BEGIN

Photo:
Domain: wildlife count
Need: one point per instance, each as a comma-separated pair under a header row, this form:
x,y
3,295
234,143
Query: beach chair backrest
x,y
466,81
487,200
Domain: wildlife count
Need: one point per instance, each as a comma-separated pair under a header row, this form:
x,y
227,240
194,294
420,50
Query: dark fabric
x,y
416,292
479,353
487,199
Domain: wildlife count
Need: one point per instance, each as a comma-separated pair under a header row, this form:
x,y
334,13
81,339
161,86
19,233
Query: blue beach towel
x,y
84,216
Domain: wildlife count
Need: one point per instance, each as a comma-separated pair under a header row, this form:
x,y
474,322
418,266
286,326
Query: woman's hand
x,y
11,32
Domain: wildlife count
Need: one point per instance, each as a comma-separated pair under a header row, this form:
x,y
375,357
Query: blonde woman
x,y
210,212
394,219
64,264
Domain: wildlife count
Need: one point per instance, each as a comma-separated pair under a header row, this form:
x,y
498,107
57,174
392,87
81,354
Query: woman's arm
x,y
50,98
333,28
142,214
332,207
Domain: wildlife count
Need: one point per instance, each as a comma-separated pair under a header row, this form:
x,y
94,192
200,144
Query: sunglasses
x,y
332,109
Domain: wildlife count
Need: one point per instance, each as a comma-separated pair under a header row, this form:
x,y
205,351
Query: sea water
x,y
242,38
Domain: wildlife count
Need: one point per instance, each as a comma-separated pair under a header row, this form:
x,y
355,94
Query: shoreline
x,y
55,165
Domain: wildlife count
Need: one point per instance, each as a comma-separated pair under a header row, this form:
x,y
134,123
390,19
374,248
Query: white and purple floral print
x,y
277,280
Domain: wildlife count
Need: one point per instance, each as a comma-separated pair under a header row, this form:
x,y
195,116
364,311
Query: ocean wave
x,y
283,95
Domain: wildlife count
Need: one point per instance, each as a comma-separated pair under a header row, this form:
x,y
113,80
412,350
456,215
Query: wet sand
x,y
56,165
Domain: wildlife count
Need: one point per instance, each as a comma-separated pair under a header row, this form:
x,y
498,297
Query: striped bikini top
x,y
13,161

END

(WHAT YOU ARE ASKED TO DO)
Every record, word for word, must be returned.

(EXERCISE OUTPUT)
Photo:
Domain: wildlife count
Need: one point per instance, each as a comma-separated pair under a header row, this form:
x,y
3,295
234,143
Query: beach chair backrest
x,y
466,81
487,200
Domain: wildlife count
Need: one point per instance, each as a comma-separated pair under a header row, this form:
x,y
227,240
194,294
420,50
Query: dark fabric
x,y
416,292
479,353
487,199
Domain: wildlife count
Need: one point per instance, each as a comma-separated pair under a header row, this form:
x,y
334,13
81,339
161,86
19,233
Query: blue beach towel
x,y
84,216
Domain: wildlife count
Need: one point per instance, each as a comma-separated pair under a header row, this form:
x,y
474,322
418,266
286,326
Query: woman's hand
x,y
11,32
Domain: wildlife count
Need: one point per instance, each as a comma-separated pair under a header row, this form:
x,y
375,357
Query: blonde woman
x,y
210,212
394,219
64,264
Domain: wildlife count
Need: one point per instance, each as a comma-separated pair under a header row, this form:
x,y
498,107
57,174
392,87
81,354
Query: woman's arm
x,y
50,98
333,28
142,214
332,207
Domain: wildlife count
Need: one point per instance, each as a comma-separated pair under a header row, this form:
x,y
94,192
200,144
Query: sunglasses
x,y
332,109
Domain: wildlife count
Need: one point per instance, each as a comma-separated pair under a header row, this form:
x,y
205,351
Query: sea water
x,y
242,38
Domain: wildlife count
Need: one point per instance, each as a comma-separated pair under a header row, this form:
x,y
355,94
Query: shoreline
x,y
55,165
Domain: wildlife count
Need: one point per instance, each as a comma-separated pair under a header row, this form:
x,y
134,123
390,19
374,248
Query: white and purple floral print
x,y
277,280
Domain: wildlife count
Need: one point per instance, each as a comma-separated pair under a header row, this form:
x,y
195,116
364,311
Query: ocean wave
x,y
283,95
Domain: wildlife count
Need: one point per instance, each as a comma-separated pair under a header row, this form:
x,y
113,80
412,350
456,215
Query: wet sand
x,y
56,165
Domain: wildlife count
Need: one point per instance, each as a comma-separated pair under a header row, this form:
x,y
498,297
Query: striped bikini top
x,y
13,161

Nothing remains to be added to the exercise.